:: Dataset extract ::

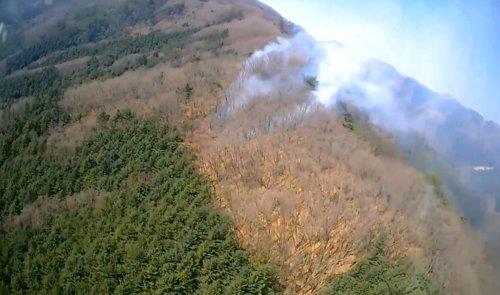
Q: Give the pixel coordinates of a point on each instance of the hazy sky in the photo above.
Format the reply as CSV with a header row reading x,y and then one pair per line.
x,y
453,47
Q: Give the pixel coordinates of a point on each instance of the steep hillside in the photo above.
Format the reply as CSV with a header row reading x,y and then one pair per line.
x,y
303,183
161,147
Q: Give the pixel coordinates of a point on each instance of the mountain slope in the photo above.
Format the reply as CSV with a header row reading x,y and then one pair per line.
x,y
101,102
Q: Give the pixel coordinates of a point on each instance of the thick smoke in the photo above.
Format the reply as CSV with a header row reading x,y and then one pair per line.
x,y
420,120
282,67
279,70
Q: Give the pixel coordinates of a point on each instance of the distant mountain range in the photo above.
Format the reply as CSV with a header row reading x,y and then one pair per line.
x,y
467,147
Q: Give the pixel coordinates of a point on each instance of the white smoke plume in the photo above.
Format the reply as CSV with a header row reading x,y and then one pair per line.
x,y
283,67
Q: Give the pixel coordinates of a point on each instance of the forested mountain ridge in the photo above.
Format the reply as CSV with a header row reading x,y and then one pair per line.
x,y
120,175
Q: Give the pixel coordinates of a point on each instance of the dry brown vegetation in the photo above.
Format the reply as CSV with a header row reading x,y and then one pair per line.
x,y
302,190
313,196
158,91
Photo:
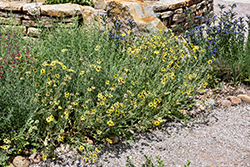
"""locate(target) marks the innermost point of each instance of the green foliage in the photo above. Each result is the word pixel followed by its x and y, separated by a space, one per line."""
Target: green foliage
pixel 223 39
pixel 80 83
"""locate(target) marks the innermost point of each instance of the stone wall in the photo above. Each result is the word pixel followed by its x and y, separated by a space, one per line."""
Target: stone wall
pixel 148 16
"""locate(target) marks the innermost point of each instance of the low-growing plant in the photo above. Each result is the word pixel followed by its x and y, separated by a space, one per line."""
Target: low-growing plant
pixel 222 37
pixel 81 86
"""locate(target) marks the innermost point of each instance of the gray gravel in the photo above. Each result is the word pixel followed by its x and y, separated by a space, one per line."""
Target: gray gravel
pixel 218 138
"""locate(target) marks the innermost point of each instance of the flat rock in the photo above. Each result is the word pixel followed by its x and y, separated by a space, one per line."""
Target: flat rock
pixel 61 10
pixel 234 99
pixel 244 97
pixel 20 161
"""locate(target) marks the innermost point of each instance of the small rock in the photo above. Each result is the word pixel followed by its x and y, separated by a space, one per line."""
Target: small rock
pixel 245 98
pixel 234 99
pixel 225 103
pixel 240 91
pixel 35 158
pixel 20 161
pixel 210 103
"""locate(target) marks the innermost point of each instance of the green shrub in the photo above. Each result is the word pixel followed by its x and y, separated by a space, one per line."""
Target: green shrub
pixel 89 83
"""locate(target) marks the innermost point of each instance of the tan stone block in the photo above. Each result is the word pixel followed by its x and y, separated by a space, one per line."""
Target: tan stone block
pixel 180 4
pixel 191 2
pixel 12 6
pixel 12 21
pixel 32 8
pixel 61 10
pixel 14 28
pixel 21 161
pixel 167 14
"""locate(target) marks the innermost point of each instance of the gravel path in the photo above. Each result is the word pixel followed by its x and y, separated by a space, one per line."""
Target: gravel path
pixel 219 138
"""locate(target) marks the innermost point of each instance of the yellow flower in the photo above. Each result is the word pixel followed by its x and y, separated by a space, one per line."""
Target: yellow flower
pixel 64 67
pixel 156 123
pixel 110 123
pixel 81 148
pixel 42 71
pixel 44 157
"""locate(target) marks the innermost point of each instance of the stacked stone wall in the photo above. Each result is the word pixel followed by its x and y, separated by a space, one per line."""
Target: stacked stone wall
pixel 173 15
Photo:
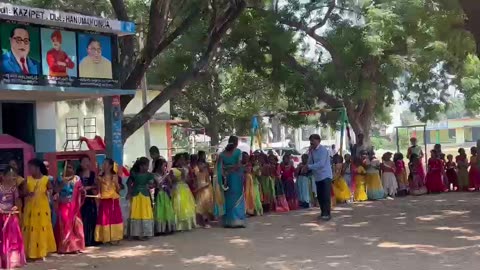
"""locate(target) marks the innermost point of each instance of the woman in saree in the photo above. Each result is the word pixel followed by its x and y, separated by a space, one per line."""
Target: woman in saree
pixel 231 175
pixel 359 173
pixel 13 163
pixel 462 166
pixel 109 228
pixel 89 207
pixel 12 253
pixel 287 172
pixel 256 173
pixel 268 185
pixel 37 228
pixel 69 228
pixel 401 175
pixel 281 204
pixel 417 176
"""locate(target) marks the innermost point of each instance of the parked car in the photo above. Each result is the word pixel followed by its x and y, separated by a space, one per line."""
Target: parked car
pixel 282 151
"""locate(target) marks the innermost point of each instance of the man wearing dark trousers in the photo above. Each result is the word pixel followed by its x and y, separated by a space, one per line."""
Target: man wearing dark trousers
pixel 319 163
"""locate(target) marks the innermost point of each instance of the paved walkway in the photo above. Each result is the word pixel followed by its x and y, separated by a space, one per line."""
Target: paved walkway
pixel 430 232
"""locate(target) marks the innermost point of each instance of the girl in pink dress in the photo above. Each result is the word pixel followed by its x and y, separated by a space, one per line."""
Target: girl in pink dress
pixel 435 173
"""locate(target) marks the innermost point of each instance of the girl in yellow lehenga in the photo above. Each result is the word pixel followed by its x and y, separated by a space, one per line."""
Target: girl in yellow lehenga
pixel 37 224
pixel 218 196
pixel 359 172
pixel 20 185
pixel 340 187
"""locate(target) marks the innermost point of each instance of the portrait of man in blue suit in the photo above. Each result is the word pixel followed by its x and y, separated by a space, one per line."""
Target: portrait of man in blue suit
pixel 16 60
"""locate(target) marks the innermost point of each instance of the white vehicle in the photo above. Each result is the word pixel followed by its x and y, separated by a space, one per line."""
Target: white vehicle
pixel 243 144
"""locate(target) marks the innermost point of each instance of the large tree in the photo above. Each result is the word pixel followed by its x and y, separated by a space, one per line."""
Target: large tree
pixel 163 23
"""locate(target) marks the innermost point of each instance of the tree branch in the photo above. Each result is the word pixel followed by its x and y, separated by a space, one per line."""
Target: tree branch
pixel 136 75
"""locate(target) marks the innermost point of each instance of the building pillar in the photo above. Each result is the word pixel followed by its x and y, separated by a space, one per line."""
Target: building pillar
pixel 113 129
pixel 45 127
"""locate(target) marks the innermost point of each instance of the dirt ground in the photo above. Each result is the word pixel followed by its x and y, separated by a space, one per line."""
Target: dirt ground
pixel 429 232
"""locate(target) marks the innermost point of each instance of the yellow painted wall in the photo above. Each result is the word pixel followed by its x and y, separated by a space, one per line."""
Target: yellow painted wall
pixel 135 145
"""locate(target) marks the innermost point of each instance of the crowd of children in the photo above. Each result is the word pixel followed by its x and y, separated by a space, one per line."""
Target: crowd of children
pixel 41 215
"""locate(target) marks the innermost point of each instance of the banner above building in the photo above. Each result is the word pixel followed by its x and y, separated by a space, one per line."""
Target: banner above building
pixel 53 48
pixel 65 19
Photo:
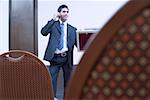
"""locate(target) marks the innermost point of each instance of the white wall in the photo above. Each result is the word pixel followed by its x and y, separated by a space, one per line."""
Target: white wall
pixel 4 41
pixel 82 14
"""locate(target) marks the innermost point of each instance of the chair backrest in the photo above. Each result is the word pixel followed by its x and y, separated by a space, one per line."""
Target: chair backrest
pixel 117 63
pixel 24 77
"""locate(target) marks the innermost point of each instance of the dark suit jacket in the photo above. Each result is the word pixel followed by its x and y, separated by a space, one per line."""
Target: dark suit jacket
pixel 53 28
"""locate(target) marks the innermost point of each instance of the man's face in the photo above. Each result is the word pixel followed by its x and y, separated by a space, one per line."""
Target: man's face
pixel 64 14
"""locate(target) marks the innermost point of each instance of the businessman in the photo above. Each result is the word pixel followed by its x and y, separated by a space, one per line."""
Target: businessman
pixel 59 51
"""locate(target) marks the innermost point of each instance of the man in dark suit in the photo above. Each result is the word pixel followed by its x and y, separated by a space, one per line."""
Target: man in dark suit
pixel 59 51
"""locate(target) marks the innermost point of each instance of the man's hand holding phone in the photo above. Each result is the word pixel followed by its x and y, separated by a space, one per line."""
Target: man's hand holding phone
pixel 56 16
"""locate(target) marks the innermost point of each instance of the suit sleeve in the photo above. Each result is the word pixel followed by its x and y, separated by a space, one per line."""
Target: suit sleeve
pixel 76 37
pixel 47 28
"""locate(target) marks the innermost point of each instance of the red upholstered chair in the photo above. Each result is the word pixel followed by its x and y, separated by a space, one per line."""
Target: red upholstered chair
pixel 116 65
pixel 24 77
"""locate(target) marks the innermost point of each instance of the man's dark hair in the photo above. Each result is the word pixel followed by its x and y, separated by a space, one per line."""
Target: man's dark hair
pixel 61 7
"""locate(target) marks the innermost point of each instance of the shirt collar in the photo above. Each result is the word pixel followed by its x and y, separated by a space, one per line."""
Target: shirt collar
pixel 63 22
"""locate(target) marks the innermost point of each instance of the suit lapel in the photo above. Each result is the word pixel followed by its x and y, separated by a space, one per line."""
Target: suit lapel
pixel 68 33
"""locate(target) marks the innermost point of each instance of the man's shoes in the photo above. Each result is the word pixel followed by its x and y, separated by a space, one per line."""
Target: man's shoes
pixel 55 98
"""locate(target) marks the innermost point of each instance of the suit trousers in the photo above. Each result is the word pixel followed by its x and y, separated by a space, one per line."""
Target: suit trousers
pixel 56 63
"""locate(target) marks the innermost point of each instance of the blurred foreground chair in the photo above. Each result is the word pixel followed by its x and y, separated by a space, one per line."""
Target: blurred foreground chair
pixel 24 77
pixel 116 65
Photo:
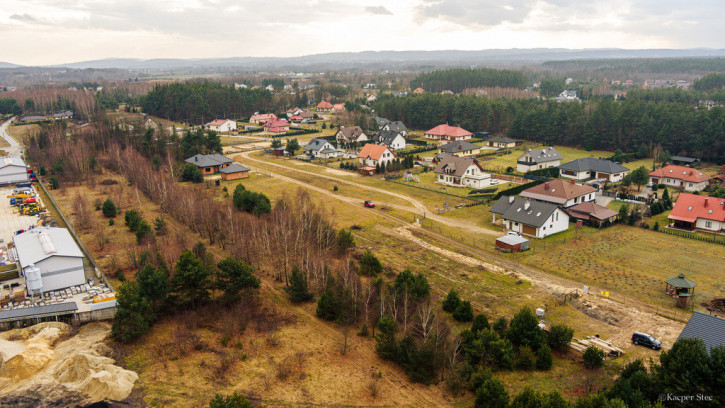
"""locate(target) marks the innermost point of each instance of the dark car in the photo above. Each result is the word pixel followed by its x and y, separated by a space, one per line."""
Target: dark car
pixel 646 340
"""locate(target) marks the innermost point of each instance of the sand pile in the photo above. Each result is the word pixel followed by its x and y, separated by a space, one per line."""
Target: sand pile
pixel 47 357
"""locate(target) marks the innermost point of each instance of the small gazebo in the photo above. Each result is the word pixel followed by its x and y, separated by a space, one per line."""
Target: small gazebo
pixel 680 288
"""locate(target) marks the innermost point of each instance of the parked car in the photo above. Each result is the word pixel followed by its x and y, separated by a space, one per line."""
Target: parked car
pixel 646 340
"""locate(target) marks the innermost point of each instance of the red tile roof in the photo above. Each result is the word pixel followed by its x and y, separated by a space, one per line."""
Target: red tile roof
pixel 690 207
pixel 372 151
pixel 450 131
pixel 681 173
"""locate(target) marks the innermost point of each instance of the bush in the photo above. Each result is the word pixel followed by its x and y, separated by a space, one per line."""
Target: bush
pixel 464 312
pixel 451 302
pixel 593 357
pixel 109 209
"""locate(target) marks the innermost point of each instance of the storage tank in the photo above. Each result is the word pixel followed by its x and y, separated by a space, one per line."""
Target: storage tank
pixel 33 280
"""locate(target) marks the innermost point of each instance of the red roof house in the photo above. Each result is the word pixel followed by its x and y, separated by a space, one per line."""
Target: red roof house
pixel 699 212
pixel 448 133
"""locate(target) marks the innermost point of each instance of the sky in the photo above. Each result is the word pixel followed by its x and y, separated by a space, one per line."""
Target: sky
pixel 46 32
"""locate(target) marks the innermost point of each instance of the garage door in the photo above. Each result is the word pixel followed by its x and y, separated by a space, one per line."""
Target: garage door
pixel 527 229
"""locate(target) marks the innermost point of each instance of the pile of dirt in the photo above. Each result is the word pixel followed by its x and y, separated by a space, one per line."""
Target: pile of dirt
pixel 45 364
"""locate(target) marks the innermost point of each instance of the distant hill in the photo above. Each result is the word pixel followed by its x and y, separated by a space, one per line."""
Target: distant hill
pixel 393 58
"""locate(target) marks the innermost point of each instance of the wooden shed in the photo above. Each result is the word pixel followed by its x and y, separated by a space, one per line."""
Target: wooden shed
pixel 512 243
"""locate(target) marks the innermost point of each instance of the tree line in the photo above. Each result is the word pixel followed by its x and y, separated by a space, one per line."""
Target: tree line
pixel 458 79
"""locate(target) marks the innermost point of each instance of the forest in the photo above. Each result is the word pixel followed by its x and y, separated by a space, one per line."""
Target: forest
pixel 201 102
pixel 458 79
pixel 602 124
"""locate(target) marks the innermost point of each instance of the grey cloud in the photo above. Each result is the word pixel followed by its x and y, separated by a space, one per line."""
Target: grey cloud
pixel 380 10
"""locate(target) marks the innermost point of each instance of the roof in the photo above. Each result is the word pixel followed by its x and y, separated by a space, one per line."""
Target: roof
pixel 386 137
pixel 512 239
pixel 535 214
pixel 15 314
pixel 501 139
pixel 709 329
pixel 680 281
pixel 681 173
pixel 543 155
pixel 592 164
pixel 11 161
pixel 557 191
pixel 457 147
pixel 208 160
pixel 234 168
pixel 450 131
pixel 593 210
pixel 372 151
pixel 690 207
pixel 454 165
pixel 41 243
pixel 315 144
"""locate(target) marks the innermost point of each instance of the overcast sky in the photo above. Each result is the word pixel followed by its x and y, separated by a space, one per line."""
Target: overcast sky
pixel 37 32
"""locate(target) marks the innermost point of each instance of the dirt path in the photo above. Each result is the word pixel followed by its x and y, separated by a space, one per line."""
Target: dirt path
pixel 417 206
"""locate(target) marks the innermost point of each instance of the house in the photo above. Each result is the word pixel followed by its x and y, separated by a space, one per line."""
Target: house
pixel 222 125
pixel 396 126
pixel 593 212
pixel 530 217
pixel 448 133
pixel 373 155
pixel 13 170
pixel 461 172
pixel 324 106
pixel 234 172
pixel 538 159
pixel 709 329
pixel 683 177
pixel 350 134
pixel 560 192
pixel 320 149
pixel 460 149
pixel 209 163
pixel 698 212
pixel 502 142
pixel 259 118
pixel 393 139
pixel 49 259
pixel 512 243
pixel 589 167
pixel 684 161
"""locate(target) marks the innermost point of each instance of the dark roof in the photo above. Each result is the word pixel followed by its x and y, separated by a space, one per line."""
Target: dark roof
pixel 234 168
pixel 543 155
pixel 680 281
pixel 35 311
pixel 386 137
pixel 535 215
pixel 709 329
pixel 592 164
pixel 456 147
pixel 208 160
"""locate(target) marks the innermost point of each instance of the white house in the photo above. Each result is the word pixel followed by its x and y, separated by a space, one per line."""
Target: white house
pixel 538 159
pixel 56 256
pixel 392 139
pixel 222 125
pixel 589 167
pixel 461 172
pixel 12 170
pixel 320 149
pixel 530 217
pixel 683 177
pixel 373 155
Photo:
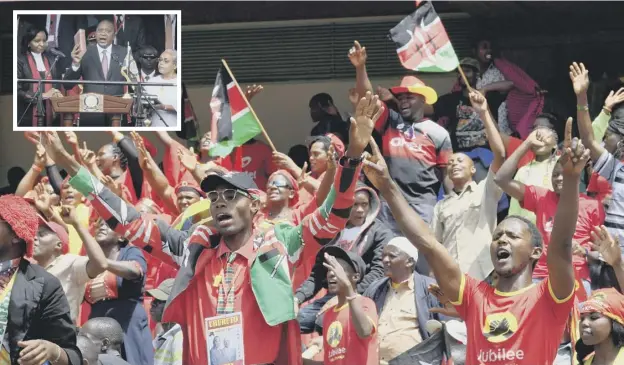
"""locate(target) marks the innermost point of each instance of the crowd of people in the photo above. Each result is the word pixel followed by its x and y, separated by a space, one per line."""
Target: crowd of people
pixel 456 229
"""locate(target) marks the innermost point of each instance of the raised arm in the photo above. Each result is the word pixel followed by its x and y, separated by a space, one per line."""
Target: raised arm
pixel 505 175
pixel 580 82
pixel 559 259
pixel 445 269
pixel 479 103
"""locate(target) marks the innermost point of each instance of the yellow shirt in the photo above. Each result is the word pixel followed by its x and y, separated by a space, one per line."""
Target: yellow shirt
pixel 398 323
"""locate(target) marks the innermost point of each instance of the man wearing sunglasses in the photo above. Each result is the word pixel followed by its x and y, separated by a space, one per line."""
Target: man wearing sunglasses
pixel 236 267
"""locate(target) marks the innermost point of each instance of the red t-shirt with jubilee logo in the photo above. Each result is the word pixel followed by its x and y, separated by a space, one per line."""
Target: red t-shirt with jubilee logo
pixel 341 344
pixel 543 203
pixel 517 328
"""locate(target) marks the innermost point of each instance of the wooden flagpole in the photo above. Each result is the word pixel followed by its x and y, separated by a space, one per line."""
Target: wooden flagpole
pixel 461 72
pixel 264 133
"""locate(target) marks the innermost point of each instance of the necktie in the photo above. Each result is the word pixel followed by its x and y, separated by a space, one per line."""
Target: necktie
pixel 168 32
pixel 104 64
pixel 52 31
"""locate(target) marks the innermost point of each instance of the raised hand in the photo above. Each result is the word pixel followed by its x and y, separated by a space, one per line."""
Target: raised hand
pixel 575 155
pixel 614 99
pixel 53 145
pixel 342 280
pixel 253 90
pixel 448 310
pixel 68 214
pixel 478 101
pixel 43 202
pixel 33 137
pixel 609 248
pixel 357 55
pixel 71 138
pixel 367 111
pixel 112 184
pixel 580 78
pixel 40 156
pixel 88 156
pixel 380 177
pixel 76 55
pixel 187 158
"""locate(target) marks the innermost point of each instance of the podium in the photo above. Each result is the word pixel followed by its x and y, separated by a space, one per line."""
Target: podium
pixel 91 103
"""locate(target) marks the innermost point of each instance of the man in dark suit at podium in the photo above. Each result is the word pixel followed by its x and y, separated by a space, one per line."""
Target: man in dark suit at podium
pixel 101 62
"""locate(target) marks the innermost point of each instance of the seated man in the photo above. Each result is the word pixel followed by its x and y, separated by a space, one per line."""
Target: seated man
pixel 403 301
pixel 364 236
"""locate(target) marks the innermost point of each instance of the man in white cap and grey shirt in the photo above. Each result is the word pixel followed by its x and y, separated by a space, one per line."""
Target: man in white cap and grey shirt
pixel 403 301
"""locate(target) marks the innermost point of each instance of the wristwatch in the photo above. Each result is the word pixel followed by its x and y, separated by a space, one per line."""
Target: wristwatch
pixel 350 162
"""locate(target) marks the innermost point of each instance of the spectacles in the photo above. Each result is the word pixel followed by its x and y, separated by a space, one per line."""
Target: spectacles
pixel 227 195
pixel 278 184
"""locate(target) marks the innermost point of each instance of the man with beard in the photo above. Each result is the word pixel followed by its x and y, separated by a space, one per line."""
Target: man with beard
pixel 35 320
pixel 264 259
pixel 416 149
pixel 505 324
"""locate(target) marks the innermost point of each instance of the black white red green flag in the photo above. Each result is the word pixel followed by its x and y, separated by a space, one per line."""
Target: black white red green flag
pixel 233 121
pixel 422 42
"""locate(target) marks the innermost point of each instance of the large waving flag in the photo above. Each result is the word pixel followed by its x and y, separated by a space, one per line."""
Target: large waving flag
pixel 422 42
pixel 233 120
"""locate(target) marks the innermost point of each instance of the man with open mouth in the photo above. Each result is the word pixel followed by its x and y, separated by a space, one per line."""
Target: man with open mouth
pixel 236 268
pixel 506 323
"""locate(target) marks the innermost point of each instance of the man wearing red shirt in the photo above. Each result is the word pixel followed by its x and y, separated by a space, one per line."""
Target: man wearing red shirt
pixel 543 203
pixel 350 326
pixel 516 322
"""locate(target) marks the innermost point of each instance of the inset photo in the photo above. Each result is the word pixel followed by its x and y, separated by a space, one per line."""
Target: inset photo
pixel 97 70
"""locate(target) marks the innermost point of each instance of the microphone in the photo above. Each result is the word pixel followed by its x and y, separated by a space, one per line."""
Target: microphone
pixel 57 53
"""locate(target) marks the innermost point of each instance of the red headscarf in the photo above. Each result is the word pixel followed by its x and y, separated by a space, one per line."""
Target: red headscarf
pixel 22 218
pixel 608 302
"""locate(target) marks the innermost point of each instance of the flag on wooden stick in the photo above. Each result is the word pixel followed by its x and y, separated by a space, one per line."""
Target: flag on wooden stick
pixel 233 121
pixel 422 42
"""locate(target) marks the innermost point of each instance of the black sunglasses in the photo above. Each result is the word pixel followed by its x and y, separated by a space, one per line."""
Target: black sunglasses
pixel 227 195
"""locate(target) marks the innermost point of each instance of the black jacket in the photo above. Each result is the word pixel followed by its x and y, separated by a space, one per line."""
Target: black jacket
pixel 369 244
pixel 39 310
pixel 91 70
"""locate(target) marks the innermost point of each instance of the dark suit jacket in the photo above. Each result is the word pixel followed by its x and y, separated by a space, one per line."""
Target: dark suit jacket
pixel 133 31
pixel 91 69
pixel 68 27
pixel 155 32
pixel 39 310
pixel 24 90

:::

Would you please copy all lines in the data that contain the word "smoke"?

Q: Give the pixel coordinates of a point on each instance of the thick smoke in the photo above.
Q: Give the pixel coordinates of a point on each instance of the white smoke plume in the photo above.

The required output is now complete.